* [Data for analysis]
___

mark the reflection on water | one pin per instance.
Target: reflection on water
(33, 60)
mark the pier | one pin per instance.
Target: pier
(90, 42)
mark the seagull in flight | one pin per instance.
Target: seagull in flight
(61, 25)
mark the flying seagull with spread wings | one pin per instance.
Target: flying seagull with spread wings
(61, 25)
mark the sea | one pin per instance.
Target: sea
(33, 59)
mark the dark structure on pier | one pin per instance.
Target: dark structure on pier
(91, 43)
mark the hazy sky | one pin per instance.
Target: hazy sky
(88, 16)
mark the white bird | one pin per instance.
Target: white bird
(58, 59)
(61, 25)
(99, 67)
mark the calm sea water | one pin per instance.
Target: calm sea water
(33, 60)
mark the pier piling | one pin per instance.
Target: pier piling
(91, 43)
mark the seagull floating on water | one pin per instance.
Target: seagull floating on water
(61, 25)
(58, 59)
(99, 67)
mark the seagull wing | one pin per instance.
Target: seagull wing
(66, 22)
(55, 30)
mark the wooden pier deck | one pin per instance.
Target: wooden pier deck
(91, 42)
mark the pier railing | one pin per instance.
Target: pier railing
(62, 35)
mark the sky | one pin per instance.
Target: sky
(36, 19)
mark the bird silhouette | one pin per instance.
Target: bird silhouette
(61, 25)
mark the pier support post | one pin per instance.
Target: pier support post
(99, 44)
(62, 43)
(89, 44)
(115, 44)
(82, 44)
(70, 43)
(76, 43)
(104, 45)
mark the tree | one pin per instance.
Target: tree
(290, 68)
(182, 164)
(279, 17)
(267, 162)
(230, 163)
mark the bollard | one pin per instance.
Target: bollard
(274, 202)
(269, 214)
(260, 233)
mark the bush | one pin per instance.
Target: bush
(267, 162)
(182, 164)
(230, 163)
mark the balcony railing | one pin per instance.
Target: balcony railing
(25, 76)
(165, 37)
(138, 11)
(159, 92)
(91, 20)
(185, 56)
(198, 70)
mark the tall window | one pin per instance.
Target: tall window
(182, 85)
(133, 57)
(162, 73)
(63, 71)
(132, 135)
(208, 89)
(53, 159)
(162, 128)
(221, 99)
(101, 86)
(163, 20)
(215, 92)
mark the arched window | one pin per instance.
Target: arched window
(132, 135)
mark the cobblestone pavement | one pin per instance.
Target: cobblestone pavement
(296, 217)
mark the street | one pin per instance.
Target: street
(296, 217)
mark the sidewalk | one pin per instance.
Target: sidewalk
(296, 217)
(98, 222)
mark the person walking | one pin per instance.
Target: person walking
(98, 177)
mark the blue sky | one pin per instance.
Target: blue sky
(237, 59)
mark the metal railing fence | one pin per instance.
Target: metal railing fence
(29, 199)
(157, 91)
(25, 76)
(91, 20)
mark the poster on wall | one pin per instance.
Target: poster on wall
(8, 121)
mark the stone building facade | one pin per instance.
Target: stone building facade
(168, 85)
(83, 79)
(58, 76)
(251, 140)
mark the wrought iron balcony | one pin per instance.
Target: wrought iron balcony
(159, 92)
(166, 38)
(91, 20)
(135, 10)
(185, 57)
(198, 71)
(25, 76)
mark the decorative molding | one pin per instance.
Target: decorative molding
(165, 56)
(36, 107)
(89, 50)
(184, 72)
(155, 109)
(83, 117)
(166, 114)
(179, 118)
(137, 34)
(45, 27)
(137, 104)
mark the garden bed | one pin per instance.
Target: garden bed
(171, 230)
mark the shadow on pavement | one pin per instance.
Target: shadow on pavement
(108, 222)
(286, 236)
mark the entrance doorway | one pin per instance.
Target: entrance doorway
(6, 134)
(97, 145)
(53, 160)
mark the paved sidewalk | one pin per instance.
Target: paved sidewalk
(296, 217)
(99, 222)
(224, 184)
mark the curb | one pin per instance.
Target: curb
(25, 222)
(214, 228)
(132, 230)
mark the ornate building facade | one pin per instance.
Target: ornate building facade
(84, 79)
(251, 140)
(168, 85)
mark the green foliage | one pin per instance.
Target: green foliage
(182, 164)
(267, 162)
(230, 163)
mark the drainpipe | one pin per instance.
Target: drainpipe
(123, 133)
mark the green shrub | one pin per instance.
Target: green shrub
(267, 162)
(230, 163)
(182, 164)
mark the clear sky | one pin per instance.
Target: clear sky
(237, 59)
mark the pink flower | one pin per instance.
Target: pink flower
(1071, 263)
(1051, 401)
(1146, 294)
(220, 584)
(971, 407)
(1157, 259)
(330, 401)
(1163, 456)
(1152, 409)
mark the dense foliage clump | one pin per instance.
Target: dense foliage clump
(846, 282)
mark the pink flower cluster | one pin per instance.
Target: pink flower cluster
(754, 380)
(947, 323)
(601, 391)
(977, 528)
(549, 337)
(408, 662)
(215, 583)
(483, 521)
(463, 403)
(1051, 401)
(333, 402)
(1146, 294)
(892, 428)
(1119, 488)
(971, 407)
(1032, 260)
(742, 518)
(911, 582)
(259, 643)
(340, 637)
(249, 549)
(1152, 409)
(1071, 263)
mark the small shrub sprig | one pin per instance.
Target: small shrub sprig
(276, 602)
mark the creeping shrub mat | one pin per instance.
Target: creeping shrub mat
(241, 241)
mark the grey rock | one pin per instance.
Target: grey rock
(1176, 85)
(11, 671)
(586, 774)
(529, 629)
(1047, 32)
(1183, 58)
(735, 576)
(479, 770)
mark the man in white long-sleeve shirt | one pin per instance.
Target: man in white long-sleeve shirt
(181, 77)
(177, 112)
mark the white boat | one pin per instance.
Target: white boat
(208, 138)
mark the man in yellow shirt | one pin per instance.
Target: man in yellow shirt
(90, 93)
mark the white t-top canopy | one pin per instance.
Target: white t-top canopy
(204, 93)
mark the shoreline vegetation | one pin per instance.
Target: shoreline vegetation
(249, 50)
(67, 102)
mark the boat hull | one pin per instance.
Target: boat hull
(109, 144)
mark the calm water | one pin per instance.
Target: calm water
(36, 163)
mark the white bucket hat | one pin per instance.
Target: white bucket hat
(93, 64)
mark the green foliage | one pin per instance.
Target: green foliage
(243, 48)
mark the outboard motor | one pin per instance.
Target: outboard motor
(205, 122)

___

* [Your task]
Reproduce the data. Match each line exactly.

* [Answer]
mark the reflection on water | one pin per instance.
Target: reflection on water
(33, 60)
mark the pier | one pin per instance.
Target: pier
(90, 42)
mark the seagull in flight | one pin per instance.
Target: seagull in flight
(61, 25)
mark the flying seagull with spread wings | one pin per instance.
Target: flying seagull with spread wings
(61, 25)
mark the sea | one pin per instance.
Target: sea
(33, 59)
mark the dark structure on pier | one pin per instance.
Target: dark structure on pier
(91, 43)
mark the hazy sky | one pin per instance.
Target: hazy sky
(88, 16)
mark the white bird | one pin per instance.
Target: white bird
(58, 59)
(61, 25)
(99, 67)
mark the calm sea water | one pin per instance.
Target: calm sea water
(33, 60)
mark the pier piling | one pin per instance.
Target: pier piling
(91, 43)
mark the seagull floating on water | one pin per instance.
Target: seagull floating on water
(61, 25)
(58, 59)
(99, 67)
mark the seagull wing | one pin per instance.
Target: seagull wing
(66, 22)
(55, 30)
mark the wooden pier deck | one pin per instance.
Target: wooden pier deck
(91, 42)
mark the pier railing | one pin per instance.
Target: pier railing
(62, 35)
mark the sky | one pin per instance.
Target: sky
(36, 19)
mark the bird silhouette | one pin per instance.
Target: bird silhouette
(61, 25)
mark the pier support post | one pin per instance.
Target: pier support post
(99, 44)
(62, 43)
(89, 44)
(115, 44)
(82, 44)
(70, 43)
(76, 43)
(104, 45)
mark the tree | one pin per instance.
Target: tree
(290, 68)
(182, 164)
(279, 17)
(267, 162)
(230, 163)
mark the bollard | one pin per instance.
Target: bollard
(274, 202)
(269, 214)
(260, 233)
mark the bush | one pin per instance.
Target: bush
(267, 162)
(182, 164)
(230, 163)
mark the balcony railing | one pin per instance.
Target: balcony railing
(25, 76)
(165, 37)
(138, 11)
(159, 92)
(91, 20)
(185, 56)
(198, 70)
mark the tall window | one pin per instance.
Target: tall window
(182, 85)
(133, 57)
(162, 73)
(63, 71)
(132, 135)
(208, 89)
(53, 159)
(162, 128)
(221, 99)
(101, 86)
(163, 20)
(215, 92)
mark the arched window | one pin per instance.
Target: arched window
(132, 135)
mark the cobblestone pavement | one pin per instance.
Target: cobblestone pavement
(296, 217)
mark the street | one pin per instance.
Target: street
(296, 217)
mark the sidewalk | one pin per instance.
Target: sidewalk
(296, 217)
(98, 222)
mark the person walking | one pin per instance.
Target: person walking
(98, 177)
mark the blue sky | one pin per instance.
Target: blue sky
(237, 59)
mark the metal railing fence | one pin per instance.
Target: metal railing fence
(29, 199)
(157, 91)
(25, 76)
(91, 20)
mark the poster on wall | one pin per instance.
Target: poster on wall
(8, 121)
mark the stone building facade | one pin per instance.
Target: stone building facade
(168, 85)
(83, 79)
(58, 76)
(251, 140)
mark the wrought iron balcony | one pin per instance.
Target: wrought iron balcony
(159, 92)
(166, 38)
(91, 20)
(135, 10)
(185, 57)
(198, 71)
(25, 76)
mark the decorative molding | one pin per instance.
Target: decorative molding
(165, 56)
(36, 107)
(89, 50)
(184, 72)
(155, 109)
(83, 117)
(166, 114)
(179, 118)
(137, 34)
(45, 27)
(137, 104)
mark the garden bed | one pin per instance.
Target: garden bed
(171, 230)
mark the shadow on pavement | one pin per instance.
Target: shadow on pavement
(108, 222)
(286, 236)
mark the entrance doorway | one pin per instance.
Target: entrance doorway
(6, 134)
(97, 145)
(53, 160)
mark the paved sidewalk | one pin per instance.
Target: paved sidewalk
(296, 217)
(99, 222)
(224, 184)
mark the curb | one pin per instance.
Target: curb
(25, 222)
(214, 228)
(132, 230)
mark the ornate building facade | one pin per instance.
Target: ornate building facade
(84, 79)
(251, 140)
(168, 85)
mark the green foliage | one pin per instance.
Target: green foliage
(182, 164)
(267, 162)
(230, 163)
mark the drainpipe | one pin per instance.
Target: drainpipe
(123, 133)
mark the green shrub | one pin per instance.
Target: green shrub
(267, 162)
(230, 163)
(182, 164)
mark the clear sky | one pin per instance.
Target: clear sky
(237, 59)
mark the pink flower | one pin per instance.
Target: pink flower
(1071, 263)
(1051, 401)
(1146, 294)
(220, 584)
(971, 407)
(1157, 259)
(330, 401)
(1163, 456)
(1152, 409)
mark the dense foliage clump | one pin per instance.
Target: dense foliage clump
(846, 282)
mark the pink flower cluster | one pin per instance.
Target: pink flower cluster
(754, 380)
(947, 323)
(601, 391)
(977, 528)
(549, 337)
(408, 662)
(215, 583)
(483, 521)
(463, 403)
(1051, 401)
(333, 402)
(1146, 294)
(892, 428)
(1119, 488)
(971, 407)
(1032, 260)
(742, 518)
(911, 582)
(259, 643)
(340, 637)
(249, 549)
(1152, 409)
(1071, 263)
mark the small shrub sprig | one pin per instance.
Target: small shrub sprig
(276, 602)
mark the creeping shrub mat | one pin per instance.
Target: creeping shrub mat
(241, 241)
mark the grey rock | one pin per instance.
Target: grey rock
(1176, 85)
(11, 671)
(586, 774)
(529, 629)
(1047, 32)
(1183, 58)
(735, 576)
(479, 770)
mark the man in white long-sleeve shirt | one pin per instance.
Target: man in white long-sleeve shirt
(181, 77)
(177, 112)
mark the white boat | one pin per instance.
Target: white boat
(208, 138)
mark the man in yellow shirt | one pin per instance.
Target: man in yellow shirt
(90, 93)
mark the white t-top canopy | one pin per instance.
Target: white t-top canopy
(204, 93)
mark the shoreline vegetation | one pin per instance.
Target: shoreline vegetation
(249, 50)
(67, 102)
mark the boat hull | one pin per instance.
Target: boat hull
(109, 144)
mark the calm water | one pin per instance.
Target: calm water
(36, 163)
mark the white bucket hat | one pin per instance.
Target: white bucket hat
(93, 64)
mark the green foliage | one pin per instance.
Target: green foliage
(243, 48)
mark the outboard motor | one pin per instance.
Target: outboard motor
(205, 122)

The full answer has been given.